Image point grounding data
————
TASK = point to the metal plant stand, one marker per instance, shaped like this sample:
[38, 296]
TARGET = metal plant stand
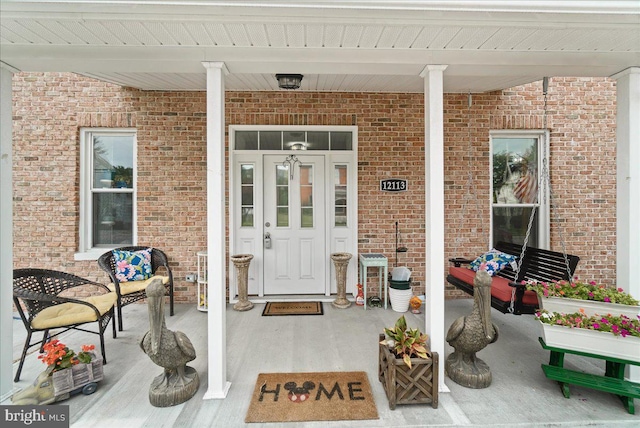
[341, 261]
[242, 262]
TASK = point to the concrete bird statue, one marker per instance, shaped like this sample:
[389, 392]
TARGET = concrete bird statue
[470, 334]
[171, 350]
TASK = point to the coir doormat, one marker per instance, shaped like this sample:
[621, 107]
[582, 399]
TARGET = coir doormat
[327, 396]
[292, 308]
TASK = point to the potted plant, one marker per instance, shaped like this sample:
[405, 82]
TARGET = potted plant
[66, 374]
[571, 296]
[407, 369]
[615, 336]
————
▶ EXERCISE:
Could you transcribe the records above exactly, leaving every picture out?

▶ OUTPUT BELOW:
TASK = point to the metal plant stand, one marker per instance, shaped like this sample:
[38, 296]
TARGET = metal plant stand
[341, 261]
[242, 262]
TASK = point to the concrete bird statue, one marker per instance, shaped like this sample:
[389, 392]
TARGET = concrete bird statue
[470, 334]
[171, 350]
TASK = point to the coir doormat, one marker per instance, shaped like this sample:
[621, 107]
[582, 399]
TARGET = coir doormat
[327, 396]
[292, 308]
TASK = point to the potted plant, one marker per instance, shaped like this sample:
[405, 82]
TARGET = potted plant
[66, 374]
[571, 296]
[407, 369]
[615, 336]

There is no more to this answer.